__Your goal__
Edit the rows below, starting at the line that contains "of the pectoral" and ending at the last row, so that "photograph" becomes "image" and nothing else changes. Leave the pictures out of your answer.

--- Start Available data ---

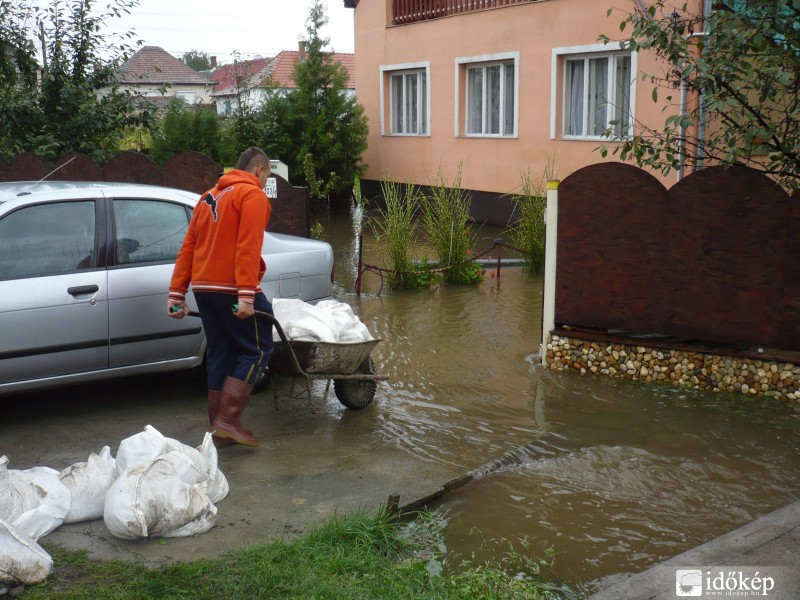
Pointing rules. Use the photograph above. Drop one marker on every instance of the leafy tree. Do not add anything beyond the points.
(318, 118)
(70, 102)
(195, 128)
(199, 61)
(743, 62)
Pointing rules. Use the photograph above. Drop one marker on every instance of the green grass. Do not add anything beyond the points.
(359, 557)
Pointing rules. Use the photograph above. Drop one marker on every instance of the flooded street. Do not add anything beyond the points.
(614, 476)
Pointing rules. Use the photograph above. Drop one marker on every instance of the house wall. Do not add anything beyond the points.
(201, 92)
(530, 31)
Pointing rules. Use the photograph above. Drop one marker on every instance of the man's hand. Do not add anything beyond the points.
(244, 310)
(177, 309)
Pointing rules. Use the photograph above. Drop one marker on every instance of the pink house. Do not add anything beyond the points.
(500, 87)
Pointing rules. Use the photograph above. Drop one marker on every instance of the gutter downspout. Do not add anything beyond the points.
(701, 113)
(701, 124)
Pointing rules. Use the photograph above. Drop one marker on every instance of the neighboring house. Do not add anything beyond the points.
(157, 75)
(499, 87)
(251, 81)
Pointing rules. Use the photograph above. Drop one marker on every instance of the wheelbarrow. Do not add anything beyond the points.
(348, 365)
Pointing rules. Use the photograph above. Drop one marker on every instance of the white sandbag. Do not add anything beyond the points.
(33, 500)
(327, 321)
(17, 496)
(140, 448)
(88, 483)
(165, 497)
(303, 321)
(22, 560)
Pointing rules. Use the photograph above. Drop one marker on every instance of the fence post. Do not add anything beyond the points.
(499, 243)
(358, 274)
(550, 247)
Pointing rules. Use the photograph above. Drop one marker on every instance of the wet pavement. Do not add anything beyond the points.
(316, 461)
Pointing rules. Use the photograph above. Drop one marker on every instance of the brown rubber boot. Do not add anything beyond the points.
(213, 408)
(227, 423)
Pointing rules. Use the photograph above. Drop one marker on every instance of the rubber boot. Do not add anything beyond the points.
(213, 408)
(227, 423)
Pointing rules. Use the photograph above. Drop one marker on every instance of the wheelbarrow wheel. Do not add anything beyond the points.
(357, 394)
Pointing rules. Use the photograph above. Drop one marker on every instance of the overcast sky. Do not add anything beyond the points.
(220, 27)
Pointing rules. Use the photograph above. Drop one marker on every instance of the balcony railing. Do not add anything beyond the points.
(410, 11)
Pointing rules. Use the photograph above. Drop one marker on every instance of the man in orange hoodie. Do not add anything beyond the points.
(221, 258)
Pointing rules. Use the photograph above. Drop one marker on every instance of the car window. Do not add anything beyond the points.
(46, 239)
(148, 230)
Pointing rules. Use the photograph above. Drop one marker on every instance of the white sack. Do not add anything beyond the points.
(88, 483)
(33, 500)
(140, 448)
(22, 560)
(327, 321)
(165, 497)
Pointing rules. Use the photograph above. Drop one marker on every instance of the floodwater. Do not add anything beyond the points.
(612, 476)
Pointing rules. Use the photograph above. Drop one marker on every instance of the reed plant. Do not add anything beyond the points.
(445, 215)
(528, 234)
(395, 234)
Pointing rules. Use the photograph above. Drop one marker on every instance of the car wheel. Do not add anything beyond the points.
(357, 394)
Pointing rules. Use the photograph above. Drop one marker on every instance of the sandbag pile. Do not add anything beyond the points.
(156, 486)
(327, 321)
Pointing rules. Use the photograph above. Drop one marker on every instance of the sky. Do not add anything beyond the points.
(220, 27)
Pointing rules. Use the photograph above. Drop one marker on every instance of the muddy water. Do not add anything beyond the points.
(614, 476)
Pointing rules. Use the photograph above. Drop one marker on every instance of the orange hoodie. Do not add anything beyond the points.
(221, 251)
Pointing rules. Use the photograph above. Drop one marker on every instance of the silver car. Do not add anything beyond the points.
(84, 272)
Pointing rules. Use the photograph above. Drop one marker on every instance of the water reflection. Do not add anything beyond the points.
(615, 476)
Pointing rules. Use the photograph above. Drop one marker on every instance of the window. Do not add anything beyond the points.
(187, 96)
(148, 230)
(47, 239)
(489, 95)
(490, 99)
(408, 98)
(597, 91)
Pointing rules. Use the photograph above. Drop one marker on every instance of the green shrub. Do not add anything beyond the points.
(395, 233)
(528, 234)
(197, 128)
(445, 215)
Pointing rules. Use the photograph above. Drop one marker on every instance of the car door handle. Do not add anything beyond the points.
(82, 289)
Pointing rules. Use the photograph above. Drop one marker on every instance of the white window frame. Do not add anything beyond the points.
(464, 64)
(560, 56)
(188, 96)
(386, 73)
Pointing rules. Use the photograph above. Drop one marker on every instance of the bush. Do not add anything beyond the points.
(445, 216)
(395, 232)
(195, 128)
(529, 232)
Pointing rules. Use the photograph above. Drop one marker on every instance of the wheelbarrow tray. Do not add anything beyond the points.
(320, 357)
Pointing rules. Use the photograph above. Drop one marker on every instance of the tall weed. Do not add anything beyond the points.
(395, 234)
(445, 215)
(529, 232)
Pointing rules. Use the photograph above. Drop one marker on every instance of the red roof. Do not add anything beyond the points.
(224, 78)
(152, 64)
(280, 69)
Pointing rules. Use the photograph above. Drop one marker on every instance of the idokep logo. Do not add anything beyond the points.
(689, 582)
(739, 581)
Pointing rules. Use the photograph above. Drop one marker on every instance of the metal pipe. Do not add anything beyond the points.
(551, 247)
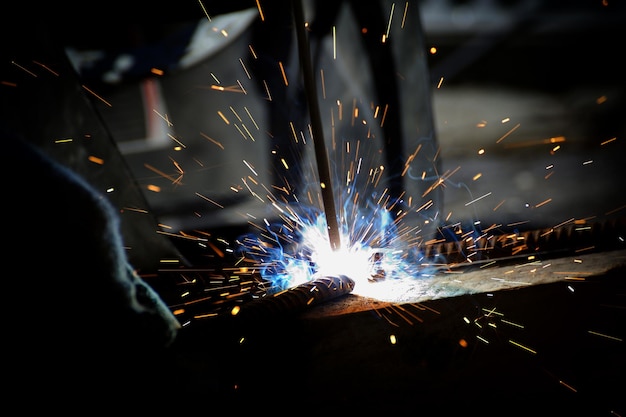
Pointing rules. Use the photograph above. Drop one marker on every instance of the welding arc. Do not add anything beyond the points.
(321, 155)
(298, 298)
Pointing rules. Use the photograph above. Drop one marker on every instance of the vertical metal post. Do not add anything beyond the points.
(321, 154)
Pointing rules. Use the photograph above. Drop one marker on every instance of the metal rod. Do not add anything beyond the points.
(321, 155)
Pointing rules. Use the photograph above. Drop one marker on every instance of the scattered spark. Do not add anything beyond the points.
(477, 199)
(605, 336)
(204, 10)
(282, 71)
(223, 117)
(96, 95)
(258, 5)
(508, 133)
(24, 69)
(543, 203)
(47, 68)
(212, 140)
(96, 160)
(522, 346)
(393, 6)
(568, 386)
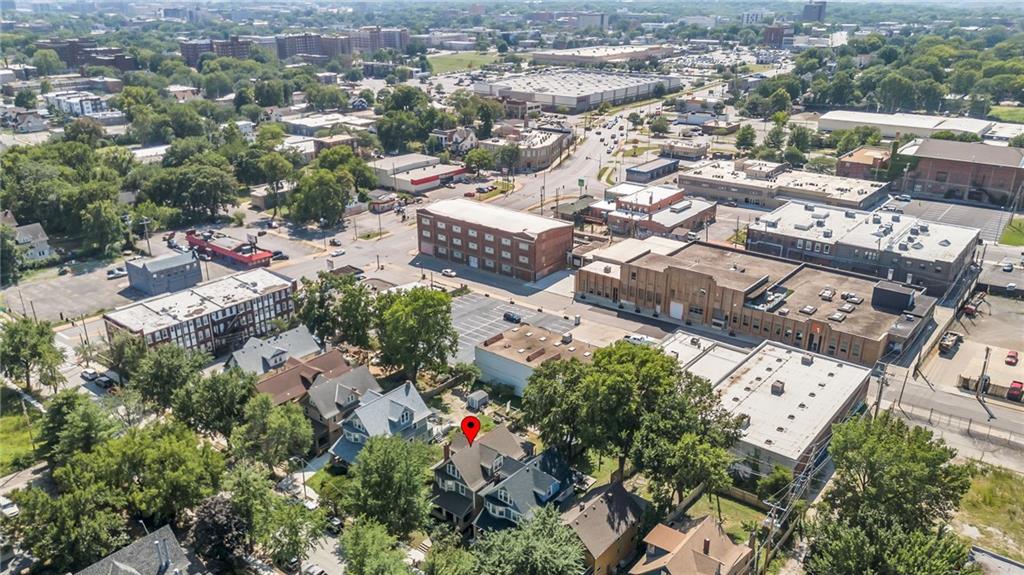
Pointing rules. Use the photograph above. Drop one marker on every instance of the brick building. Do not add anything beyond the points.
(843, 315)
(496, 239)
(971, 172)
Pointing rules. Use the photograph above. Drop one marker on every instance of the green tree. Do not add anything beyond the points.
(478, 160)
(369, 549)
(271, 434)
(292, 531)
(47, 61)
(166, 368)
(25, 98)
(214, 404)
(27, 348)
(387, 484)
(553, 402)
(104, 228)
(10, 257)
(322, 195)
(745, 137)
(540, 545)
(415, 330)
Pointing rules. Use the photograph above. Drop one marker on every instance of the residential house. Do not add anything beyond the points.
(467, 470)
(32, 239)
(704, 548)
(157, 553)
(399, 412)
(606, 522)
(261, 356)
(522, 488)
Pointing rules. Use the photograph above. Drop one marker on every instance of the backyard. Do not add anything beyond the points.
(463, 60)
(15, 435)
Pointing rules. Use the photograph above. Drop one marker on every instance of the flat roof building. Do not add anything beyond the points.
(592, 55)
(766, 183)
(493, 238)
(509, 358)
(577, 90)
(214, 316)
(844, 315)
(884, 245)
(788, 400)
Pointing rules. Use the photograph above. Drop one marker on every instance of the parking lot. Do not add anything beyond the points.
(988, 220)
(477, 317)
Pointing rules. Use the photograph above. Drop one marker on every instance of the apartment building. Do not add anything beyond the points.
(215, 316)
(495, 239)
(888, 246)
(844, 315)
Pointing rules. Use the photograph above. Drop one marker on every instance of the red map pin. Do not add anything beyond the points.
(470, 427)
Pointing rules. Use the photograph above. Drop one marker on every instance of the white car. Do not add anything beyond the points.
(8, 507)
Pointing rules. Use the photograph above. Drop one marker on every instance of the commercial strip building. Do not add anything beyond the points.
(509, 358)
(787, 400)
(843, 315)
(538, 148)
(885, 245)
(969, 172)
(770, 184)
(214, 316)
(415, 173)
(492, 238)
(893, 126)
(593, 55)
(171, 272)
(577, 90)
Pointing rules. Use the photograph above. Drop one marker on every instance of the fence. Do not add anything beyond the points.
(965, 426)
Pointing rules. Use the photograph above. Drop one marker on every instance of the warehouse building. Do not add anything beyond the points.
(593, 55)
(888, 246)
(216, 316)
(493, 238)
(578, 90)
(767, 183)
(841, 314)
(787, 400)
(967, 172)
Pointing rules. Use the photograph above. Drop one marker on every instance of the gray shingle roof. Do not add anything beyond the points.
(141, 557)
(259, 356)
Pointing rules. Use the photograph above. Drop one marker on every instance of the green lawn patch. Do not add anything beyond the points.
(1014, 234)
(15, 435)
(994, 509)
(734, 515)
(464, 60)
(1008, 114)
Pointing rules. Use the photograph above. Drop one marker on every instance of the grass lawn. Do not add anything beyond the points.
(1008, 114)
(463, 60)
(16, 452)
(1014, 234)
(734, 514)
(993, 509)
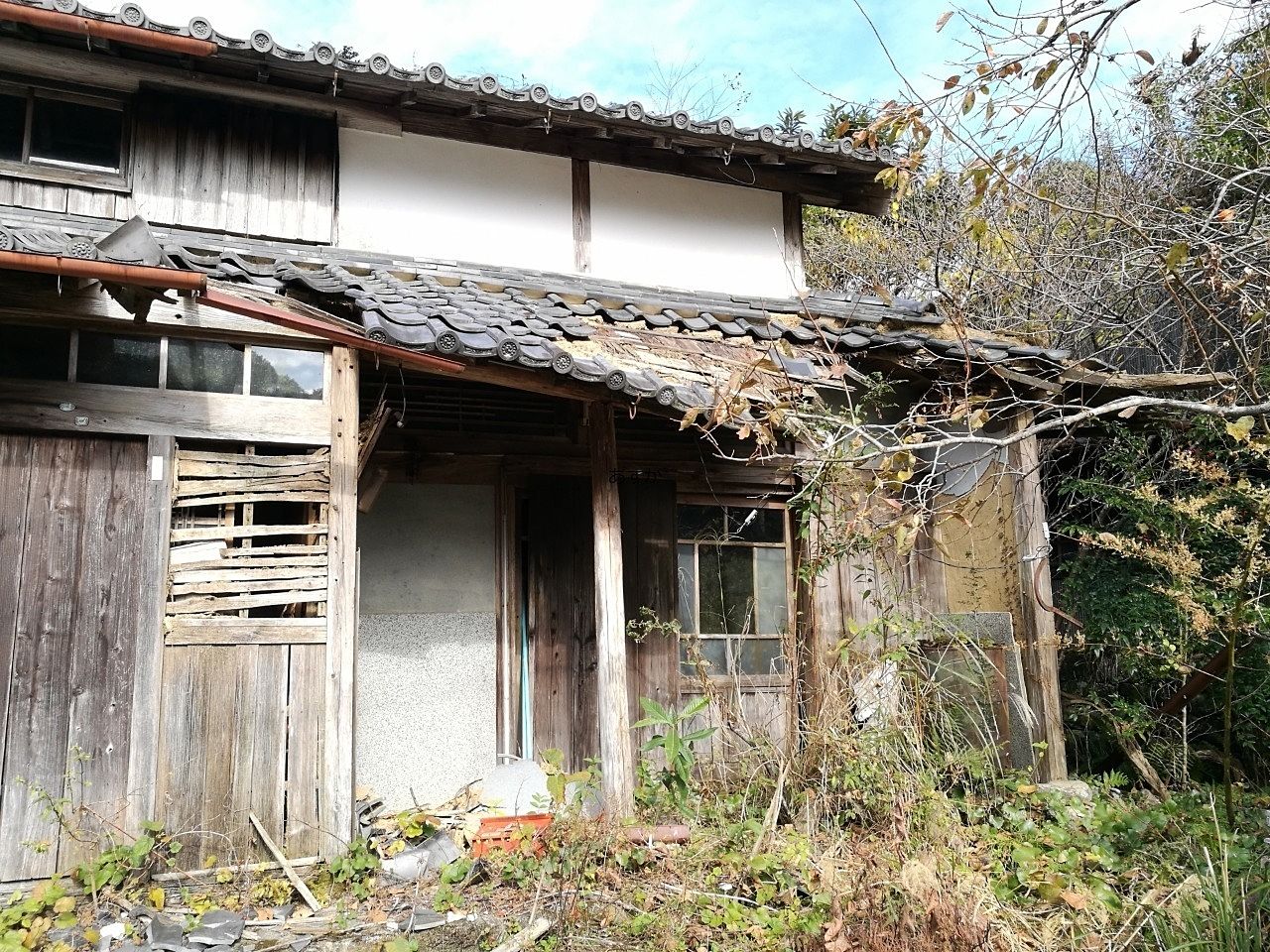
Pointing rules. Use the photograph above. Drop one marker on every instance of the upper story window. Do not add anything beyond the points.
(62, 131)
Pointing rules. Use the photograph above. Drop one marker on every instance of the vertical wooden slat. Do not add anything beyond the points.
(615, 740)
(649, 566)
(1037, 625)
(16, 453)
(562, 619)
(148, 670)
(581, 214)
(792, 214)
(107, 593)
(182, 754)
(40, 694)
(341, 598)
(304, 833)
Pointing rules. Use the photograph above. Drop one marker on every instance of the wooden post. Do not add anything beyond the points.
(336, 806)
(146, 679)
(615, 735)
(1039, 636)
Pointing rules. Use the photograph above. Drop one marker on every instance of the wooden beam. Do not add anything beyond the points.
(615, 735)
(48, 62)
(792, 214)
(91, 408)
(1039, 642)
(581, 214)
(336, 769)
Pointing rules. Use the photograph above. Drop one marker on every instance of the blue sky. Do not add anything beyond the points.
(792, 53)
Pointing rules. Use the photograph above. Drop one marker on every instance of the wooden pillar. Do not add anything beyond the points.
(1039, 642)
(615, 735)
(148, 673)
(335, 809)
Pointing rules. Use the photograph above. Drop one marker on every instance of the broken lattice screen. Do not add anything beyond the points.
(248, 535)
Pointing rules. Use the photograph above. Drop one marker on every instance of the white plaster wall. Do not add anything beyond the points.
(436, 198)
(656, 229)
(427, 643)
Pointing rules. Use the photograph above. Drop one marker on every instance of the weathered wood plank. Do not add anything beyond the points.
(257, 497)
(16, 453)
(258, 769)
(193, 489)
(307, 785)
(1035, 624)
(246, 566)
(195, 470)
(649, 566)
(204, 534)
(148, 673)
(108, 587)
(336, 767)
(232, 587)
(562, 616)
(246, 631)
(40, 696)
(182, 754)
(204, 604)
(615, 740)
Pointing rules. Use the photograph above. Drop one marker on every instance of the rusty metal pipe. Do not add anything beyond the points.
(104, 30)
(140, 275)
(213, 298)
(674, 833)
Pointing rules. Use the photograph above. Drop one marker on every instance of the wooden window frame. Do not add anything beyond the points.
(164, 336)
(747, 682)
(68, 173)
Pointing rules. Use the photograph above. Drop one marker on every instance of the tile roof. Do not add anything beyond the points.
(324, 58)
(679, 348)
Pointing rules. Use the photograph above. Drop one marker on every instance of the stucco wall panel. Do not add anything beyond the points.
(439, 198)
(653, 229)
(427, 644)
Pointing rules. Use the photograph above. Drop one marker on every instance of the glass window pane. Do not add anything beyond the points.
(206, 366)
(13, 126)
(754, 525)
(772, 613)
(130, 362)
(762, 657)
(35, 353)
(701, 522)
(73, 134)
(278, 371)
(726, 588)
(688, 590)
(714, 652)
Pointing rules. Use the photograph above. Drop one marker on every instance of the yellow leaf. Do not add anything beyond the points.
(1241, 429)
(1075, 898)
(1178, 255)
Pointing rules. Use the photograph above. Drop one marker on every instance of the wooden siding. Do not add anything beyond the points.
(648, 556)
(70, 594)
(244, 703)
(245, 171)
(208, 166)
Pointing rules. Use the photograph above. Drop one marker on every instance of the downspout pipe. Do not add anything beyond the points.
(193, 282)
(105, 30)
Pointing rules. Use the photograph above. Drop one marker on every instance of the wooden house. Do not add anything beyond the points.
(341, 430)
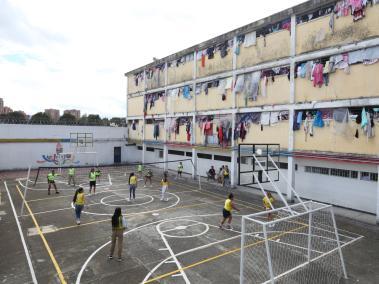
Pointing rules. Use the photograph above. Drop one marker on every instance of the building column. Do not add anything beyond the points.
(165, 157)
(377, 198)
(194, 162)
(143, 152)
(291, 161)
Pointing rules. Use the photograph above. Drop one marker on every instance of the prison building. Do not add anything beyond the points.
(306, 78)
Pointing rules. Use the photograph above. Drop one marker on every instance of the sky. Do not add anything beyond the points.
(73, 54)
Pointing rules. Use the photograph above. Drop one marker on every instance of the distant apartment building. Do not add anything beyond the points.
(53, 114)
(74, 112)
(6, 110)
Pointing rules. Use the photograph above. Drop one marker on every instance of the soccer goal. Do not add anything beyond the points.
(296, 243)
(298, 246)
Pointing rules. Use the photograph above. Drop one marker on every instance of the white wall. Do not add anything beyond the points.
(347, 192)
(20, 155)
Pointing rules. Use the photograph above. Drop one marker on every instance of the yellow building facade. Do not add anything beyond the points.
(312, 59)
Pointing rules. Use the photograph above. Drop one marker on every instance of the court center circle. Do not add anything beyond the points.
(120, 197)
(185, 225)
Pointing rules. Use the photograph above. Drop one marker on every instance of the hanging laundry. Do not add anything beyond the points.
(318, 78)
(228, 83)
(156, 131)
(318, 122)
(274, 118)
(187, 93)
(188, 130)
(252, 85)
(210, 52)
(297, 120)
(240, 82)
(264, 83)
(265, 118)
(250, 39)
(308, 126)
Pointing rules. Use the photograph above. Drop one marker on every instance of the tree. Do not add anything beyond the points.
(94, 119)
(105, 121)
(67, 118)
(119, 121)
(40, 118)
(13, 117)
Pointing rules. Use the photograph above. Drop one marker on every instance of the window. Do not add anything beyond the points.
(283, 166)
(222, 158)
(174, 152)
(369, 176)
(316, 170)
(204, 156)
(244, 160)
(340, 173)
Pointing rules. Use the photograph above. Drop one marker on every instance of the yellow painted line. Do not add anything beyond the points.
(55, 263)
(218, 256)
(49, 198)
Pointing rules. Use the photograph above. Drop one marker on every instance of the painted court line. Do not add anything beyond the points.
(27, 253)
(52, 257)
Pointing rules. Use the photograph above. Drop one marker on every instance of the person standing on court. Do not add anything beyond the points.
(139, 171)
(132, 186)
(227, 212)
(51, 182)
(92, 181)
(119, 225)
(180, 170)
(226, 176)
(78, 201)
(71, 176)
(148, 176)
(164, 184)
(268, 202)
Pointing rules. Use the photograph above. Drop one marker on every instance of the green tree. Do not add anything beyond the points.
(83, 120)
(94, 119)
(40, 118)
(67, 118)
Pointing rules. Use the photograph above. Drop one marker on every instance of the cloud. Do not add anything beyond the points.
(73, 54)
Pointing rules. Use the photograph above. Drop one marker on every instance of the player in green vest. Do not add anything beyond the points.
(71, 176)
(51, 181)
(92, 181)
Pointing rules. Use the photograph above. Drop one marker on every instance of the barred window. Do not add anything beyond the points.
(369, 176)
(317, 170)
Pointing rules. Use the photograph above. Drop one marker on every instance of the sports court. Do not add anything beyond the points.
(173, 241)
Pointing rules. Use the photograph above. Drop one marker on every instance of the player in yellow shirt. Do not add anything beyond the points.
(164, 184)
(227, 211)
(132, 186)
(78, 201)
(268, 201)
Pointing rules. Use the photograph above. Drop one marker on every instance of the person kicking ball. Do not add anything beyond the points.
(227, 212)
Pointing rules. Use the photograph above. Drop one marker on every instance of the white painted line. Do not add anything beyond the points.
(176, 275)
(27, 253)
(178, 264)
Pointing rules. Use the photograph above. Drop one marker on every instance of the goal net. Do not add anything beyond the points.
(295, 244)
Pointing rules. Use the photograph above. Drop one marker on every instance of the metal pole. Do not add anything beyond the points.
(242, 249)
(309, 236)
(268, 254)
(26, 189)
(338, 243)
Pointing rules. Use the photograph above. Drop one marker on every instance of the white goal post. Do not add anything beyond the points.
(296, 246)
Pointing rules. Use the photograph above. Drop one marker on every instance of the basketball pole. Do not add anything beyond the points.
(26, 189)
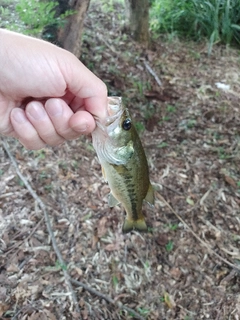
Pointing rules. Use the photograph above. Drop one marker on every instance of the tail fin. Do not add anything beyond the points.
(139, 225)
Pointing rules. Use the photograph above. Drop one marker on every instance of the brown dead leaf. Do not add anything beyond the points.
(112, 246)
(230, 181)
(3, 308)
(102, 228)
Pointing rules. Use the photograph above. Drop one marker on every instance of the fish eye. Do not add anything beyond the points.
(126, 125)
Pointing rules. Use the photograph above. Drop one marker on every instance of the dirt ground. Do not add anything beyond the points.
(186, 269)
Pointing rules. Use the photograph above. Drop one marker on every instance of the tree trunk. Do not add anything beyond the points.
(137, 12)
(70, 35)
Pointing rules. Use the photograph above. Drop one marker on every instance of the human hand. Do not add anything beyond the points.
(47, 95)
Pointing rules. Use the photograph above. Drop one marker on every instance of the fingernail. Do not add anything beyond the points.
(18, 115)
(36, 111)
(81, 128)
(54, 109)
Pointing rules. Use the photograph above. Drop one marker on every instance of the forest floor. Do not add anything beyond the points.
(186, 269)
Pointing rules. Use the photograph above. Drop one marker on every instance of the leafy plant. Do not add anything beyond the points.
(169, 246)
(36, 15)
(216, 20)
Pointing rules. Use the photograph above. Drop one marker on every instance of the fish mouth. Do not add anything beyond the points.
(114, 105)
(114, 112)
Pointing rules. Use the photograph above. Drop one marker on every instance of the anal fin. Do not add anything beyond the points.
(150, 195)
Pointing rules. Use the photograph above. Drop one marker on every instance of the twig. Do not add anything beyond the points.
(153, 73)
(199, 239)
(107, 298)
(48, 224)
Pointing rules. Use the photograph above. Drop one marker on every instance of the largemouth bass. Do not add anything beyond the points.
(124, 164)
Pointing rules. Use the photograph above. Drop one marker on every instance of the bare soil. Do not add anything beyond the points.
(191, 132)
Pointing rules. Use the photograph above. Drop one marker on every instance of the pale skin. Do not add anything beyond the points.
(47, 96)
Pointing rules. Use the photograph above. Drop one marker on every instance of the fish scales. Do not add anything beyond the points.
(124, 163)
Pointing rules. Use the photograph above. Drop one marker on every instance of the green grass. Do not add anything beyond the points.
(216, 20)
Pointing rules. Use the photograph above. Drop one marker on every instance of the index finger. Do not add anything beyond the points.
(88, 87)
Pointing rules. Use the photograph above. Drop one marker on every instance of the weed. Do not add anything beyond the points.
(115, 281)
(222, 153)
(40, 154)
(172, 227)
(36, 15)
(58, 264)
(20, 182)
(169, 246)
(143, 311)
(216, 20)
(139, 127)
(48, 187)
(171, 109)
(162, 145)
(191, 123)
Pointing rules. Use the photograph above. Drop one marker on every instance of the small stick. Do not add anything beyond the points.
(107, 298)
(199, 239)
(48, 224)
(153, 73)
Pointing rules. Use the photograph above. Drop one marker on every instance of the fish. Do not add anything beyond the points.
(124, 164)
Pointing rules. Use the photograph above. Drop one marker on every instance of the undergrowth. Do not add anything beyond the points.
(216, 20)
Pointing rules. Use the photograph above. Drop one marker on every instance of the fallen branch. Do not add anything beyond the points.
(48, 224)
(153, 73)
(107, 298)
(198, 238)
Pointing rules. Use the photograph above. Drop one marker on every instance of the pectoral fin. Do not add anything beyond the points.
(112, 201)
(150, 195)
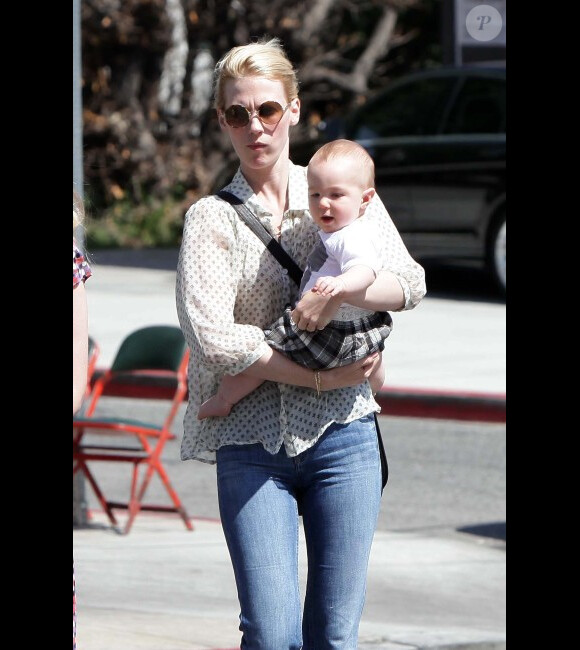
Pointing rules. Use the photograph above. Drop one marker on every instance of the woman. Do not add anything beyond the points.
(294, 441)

--- End Available data ---

__Solution for this exercise__
Pointing rules. Use the image above. Drop one marker on every instance of the pectoral fin. Do not add anything beyond the points.
(112, 201)
(150, 195)
Pointing rules. Use the image above. Drop one marker on every instance of the woman. Do not add anything beyond the points.
(294, 441)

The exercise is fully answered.